From the first line of the data below, copy each line up to the one containing "Locate the satellite", and include that line too.

::: MATERIAL PROVIDED

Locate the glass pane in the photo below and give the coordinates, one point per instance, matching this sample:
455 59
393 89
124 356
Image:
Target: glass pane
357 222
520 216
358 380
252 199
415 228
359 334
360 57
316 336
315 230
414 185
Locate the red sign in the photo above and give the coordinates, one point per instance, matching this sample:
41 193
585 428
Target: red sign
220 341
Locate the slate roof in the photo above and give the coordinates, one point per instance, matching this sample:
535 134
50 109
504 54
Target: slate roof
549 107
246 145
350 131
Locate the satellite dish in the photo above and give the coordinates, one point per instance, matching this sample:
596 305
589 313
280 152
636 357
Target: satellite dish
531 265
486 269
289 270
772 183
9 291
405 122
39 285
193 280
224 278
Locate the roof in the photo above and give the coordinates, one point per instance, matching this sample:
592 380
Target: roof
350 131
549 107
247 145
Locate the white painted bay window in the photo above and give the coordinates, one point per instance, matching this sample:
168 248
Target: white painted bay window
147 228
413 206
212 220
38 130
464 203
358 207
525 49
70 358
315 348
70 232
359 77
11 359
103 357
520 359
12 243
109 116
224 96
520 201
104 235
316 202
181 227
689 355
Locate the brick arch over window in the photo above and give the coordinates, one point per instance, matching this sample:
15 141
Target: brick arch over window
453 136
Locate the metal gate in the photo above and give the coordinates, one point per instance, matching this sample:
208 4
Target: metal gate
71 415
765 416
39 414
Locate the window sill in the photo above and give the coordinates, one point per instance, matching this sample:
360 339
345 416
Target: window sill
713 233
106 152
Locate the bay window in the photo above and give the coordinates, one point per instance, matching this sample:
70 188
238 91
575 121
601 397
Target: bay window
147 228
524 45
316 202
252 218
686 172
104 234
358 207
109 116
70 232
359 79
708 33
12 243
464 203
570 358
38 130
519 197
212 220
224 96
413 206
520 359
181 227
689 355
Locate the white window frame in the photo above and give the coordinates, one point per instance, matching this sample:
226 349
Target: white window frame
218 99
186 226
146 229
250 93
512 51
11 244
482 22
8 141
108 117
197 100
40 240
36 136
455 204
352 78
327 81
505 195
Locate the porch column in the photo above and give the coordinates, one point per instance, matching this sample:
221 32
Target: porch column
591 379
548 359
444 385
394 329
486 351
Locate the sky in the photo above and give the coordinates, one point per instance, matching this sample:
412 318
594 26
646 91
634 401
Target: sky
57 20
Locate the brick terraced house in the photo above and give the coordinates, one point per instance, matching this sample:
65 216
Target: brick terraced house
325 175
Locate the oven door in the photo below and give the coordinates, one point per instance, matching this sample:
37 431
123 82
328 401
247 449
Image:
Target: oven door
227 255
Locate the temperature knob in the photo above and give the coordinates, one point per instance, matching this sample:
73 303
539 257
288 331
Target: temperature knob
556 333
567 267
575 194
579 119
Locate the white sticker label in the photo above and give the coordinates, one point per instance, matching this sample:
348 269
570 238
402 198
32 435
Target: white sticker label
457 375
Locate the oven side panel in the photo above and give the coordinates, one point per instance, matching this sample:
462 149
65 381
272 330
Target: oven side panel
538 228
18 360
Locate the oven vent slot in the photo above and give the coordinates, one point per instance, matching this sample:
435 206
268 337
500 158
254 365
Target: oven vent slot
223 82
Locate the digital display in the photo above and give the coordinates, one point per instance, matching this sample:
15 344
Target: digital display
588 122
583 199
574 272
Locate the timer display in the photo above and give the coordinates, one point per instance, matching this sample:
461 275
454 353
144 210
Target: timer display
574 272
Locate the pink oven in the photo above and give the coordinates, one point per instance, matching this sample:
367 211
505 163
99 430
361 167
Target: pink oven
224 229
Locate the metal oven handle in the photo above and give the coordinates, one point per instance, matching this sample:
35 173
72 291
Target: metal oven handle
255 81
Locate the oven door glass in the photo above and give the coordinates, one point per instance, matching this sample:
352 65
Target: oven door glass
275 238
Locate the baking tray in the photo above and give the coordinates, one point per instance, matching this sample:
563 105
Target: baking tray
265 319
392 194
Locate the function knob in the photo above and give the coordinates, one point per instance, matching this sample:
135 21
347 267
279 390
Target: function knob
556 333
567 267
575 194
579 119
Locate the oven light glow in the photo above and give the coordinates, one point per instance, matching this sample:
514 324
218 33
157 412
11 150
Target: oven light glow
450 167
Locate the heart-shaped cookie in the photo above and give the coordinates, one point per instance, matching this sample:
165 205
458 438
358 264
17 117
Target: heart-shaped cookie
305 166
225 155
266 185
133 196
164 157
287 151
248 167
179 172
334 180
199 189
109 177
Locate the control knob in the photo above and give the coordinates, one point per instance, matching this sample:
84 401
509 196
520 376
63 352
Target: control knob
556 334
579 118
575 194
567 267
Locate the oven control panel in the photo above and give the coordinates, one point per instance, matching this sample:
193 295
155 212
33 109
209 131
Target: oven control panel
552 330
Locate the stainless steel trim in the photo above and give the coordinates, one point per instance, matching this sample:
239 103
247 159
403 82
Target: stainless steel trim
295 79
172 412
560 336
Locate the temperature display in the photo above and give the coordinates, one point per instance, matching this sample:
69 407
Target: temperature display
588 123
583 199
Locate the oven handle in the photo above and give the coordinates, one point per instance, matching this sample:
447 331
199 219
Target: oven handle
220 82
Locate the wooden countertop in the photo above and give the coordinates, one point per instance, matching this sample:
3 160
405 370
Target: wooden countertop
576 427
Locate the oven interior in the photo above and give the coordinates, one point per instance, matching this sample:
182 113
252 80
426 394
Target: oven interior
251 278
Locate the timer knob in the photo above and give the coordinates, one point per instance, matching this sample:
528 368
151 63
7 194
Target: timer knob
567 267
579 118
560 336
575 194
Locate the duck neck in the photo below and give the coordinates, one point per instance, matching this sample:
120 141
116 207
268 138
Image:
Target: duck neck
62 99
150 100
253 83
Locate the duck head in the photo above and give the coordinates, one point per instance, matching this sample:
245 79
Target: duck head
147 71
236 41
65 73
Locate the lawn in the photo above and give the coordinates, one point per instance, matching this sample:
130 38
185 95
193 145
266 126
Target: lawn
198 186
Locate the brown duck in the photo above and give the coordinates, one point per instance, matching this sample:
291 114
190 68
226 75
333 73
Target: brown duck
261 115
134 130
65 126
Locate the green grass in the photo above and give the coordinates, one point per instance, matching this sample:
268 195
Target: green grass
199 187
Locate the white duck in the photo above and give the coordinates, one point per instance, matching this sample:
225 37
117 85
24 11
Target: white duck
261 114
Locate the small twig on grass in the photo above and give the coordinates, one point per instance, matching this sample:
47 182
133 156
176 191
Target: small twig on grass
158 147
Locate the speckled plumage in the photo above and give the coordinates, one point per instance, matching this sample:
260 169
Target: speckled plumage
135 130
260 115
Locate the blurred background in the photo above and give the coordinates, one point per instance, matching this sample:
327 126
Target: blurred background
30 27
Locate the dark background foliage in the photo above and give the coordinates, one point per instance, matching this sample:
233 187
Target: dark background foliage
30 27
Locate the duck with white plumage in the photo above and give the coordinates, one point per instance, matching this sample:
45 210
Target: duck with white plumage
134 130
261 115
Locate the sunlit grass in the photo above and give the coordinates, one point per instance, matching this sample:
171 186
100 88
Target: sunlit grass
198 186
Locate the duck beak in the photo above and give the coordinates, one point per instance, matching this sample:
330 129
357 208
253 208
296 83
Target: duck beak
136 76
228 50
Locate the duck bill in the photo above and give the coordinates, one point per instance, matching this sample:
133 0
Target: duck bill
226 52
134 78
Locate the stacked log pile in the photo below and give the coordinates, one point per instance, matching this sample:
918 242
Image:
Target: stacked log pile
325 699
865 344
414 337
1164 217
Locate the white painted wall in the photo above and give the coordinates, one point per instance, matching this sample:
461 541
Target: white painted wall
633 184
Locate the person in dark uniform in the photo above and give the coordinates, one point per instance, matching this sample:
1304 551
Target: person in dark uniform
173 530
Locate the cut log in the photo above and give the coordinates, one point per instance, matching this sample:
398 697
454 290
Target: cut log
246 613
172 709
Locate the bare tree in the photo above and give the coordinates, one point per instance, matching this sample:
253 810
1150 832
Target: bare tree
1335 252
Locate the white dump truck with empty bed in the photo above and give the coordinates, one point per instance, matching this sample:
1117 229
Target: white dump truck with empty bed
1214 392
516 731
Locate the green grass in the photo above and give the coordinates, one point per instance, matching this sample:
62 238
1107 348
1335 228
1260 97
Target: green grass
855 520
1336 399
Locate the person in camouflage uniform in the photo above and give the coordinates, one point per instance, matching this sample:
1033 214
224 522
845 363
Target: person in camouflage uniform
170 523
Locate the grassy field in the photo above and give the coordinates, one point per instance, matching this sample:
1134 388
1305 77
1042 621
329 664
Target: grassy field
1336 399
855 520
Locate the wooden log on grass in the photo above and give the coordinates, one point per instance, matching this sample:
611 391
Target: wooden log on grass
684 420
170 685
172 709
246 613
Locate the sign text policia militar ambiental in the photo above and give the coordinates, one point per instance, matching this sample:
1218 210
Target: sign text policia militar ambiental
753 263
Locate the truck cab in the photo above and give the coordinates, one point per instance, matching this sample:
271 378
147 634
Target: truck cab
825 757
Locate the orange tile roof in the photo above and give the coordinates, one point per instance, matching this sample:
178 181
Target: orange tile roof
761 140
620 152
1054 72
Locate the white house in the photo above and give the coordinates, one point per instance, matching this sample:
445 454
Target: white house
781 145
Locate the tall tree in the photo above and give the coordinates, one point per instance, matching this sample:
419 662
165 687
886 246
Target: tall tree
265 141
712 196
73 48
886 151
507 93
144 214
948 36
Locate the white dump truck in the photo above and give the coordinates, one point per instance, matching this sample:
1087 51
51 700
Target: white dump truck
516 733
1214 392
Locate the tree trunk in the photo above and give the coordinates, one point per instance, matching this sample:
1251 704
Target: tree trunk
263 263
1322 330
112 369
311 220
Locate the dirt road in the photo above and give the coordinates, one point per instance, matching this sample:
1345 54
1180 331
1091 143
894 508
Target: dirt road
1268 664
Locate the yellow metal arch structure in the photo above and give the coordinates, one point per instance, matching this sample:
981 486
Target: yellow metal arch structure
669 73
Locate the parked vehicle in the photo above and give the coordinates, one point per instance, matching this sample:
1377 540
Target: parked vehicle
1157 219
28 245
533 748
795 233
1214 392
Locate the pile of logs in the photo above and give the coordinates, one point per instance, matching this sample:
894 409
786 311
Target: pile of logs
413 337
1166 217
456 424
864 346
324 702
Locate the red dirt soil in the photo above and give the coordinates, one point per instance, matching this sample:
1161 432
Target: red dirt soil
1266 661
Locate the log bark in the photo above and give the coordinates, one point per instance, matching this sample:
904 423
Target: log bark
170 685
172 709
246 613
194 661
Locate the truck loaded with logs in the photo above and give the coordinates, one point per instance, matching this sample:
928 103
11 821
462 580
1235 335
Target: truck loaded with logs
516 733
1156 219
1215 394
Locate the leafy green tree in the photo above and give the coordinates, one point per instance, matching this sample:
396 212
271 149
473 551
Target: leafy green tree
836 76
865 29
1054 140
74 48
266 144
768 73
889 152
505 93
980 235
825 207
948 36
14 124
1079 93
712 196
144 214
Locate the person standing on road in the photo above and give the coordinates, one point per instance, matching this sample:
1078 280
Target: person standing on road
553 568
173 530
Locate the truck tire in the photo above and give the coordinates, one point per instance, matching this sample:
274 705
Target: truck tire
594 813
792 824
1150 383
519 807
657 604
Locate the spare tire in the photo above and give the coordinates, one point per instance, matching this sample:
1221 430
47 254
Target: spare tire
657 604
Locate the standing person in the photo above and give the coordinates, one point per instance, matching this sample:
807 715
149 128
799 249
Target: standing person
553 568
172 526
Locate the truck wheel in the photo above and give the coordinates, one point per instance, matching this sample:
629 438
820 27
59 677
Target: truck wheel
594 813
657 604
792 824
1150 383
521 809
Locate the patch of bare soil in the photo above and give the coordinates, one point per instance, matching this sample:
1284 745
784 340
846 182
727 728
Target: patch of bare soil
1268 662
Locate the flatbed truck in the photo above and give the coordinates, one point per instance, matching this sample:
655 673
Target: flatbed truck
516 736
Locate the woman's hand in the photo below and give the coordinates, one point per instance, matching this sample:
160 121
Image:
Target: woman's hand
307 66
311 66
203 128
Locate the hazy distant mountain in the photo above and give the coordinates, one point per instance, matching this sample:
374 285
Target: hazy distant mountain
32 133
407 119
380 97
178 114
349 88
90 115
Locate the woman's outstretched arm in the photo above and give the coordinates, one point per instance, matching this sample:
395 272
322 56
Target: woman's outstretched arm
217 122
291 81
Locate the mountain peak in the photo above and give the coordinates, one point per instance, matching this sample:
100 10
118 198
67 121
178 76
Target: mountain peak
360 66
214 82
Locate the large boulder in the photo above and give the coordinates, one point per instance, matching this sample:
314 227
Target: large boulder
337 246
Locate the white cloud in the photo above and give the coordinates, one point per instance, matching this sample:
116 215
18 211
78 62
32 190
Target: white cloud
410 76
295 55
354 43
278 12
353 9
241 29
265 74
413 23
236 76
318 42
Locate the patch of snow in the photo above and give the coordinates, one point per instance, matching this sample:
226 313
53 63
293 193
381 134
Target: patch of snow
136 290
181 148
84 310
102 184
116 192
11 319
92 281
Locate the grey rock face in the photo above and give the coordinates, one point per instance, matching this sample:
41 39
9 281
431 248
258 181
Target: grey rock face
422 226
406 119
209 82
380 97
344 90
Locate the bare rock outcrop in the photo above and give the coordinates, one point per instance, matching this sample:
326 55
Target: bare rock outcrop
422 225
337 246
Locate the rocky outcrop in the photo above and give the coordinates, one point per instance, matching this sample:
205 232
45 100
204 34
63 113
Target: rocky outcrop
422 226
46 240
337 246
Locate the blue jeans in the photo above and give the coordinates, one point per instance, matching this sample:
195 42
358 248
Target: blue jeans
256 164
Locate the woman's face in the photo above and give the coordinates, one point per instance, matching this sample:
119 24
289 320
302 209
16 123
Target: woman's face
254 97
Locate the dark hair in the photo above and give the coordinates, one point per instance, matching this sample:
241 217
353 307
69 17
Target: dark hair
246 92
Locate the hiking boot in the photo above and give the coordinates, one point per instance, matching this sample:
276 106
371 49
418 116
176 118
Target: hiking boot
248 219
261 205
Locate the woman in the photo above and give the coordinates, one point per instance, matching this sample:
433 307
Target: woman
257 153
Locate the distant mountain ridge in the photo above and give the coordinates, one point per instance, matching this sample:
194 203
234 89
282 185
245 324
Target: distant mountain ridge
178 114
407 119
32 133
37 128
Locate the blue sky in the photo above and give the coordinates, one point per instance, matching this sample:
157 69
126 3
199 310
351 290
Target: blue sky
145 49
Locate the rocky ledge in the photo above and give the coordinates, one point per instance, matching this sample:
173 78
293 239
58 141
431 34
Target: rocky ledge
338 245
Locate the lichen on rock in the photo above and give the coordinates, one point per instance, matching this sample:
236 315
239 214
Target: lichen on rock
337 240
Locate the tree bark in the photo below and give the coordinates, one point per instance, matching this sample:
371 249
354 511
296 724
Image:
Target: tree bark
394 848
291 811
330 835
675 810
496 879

::::::

_ANSWER AREA_
Locate the glass pane in the photo below and give the coordinates, one point per instance, matching this sample:
455 59
393 89
124 356
Image:
Target: glass pane
357 222
520 216
358 380
252 199
415 228
359 334
360 57
316 336
315 230
414 185
Locate the red sign in the photo above and give the coordinates, one point per instance, matching this sample:
41 193
585 428
Target: red sign
220 341
Locate the slate roof in the photo above and give the coordinates, one point per instance, matching this sample:
535 134
50 109
504 54
Target: slate roof
549 107
246 145
350 131
Locate the satellite dish in the photo above and give the coordinates, one point per instance, matching this sample:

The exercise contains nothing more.